== Problem description ==
Among the entries below, one stretch runs from the line that contains "Target: blue sky" through the line that contains "Target: collapsed metal awning". Repeat that stretch exactly, ends included, and only that.

== Input data ==
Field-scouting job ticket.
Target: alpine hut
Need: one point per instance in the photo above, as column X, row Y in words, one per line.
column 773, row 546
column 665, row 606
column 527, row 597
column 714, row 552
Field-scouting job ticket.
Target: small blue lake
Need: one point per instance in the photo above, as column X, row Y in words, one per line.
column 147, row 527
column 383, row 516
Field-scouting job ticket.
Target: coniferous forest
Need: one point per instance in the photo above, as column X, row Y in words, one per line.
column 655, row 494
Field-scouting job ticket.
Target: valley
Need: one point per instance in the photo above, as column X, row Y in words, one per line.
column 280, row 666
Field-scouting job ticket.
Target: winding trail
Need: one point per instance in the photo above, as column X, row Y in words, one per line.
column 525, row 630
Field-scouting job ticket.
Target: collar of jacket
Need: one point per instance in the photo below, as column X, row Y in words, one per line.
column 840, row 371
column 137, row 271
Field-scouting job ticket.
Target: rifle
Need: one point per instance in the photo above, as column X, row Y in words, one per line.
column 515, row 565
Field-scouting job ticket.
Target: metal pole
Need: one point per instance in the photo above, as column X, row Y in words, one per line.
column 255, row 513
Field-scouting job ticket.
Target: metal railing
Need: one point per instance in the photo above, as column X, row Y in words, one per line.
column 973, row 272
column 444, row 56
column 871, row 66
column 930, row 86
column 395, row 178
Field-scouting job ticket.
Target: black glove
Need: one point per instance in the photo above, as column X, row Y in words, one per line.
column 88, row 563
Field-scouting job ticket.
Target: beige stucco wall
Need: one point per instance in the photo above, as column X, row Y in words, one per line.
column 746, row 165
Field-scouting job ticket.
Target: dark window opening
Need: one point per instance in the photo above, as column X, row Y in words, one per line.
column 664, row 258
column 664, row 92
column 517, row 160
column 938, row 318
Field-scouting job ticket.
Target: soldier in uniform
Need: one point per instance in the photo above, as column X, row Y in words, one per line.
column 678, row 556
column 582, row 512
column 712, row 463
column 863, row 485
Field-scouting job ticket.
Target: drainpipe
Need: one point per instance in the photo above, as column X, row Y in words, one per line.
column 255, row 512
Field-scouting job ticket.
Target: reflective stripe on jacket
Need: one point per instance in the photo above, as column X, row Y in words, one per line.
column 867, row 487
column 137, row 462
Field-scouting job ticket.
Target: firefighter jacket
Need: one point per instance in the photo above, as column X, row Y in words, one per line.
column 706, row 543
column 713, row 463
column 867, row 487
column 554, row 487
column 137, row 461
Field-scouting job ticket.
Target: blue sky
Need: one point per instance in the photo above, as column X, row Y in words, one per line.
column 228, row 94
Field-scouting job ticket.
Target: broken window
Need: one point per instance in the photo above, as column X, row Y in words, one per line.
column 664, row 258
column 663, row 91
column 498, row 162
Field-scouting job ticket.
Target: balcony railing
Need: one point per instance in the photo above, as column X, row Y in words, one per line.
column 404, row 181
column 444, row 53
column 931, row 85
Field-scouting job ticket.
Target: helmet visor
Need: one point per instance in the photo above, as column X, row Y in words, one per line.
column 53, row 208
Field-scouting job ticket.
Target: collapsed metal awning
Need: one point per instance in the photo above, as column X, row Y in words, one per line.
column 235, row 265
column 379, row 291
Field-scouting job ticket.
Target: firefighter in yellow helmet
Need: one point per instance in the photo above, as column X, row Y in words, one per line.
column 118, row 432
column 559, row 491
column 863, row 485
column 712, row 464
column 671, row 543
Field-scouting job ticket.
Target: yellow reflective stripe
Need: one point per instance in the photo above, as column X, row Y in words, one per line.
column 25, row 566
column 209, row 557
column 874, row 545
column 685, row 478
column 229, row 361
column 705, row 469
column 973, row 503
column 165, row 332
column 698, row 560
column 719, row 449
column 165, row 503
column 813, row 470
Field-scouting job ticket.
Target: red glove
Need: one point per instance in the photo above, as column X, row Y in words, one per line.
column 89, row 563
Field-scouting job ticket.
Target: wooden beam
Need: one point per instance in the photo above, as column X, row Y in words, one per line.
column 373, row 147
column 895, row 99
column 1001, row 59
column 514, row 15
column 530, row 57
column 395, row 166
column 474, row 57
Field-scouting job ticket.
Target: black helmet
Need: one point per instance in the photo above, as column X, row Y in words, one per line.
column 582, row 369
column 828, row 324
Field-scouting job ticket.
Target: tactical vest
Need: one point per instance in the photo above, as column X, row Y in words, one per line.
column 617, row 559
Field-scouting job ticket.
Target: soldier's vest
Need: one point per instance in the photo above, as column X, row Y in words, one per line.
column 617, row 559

== Written solution ==
Target: blue sky
Need: one point per instance in the photo above, as column X, row Y in words, one per line.
column 228, row 94
Field-scouting job ticket.
Target: broken window
Need: one point per instance in the photo above, as column X, row Y in words, one per line.
column 664, row 258
column 663, row 91
column 498, row 162
Field-scouting job ticket.
Target: balcony railing
Need: one point per instance in the photo above, as column X, row Y in words, one per line.
column 404, row 181
column 444, row 53
column 931, row 85
Field-scouting job ticket.
Target: helmet visor
Need: one point per instance in the photo above, as column X, row Y in words, one per line.
column 53, row 208
Field-scouting job ticket.
Target: collapsed metal awning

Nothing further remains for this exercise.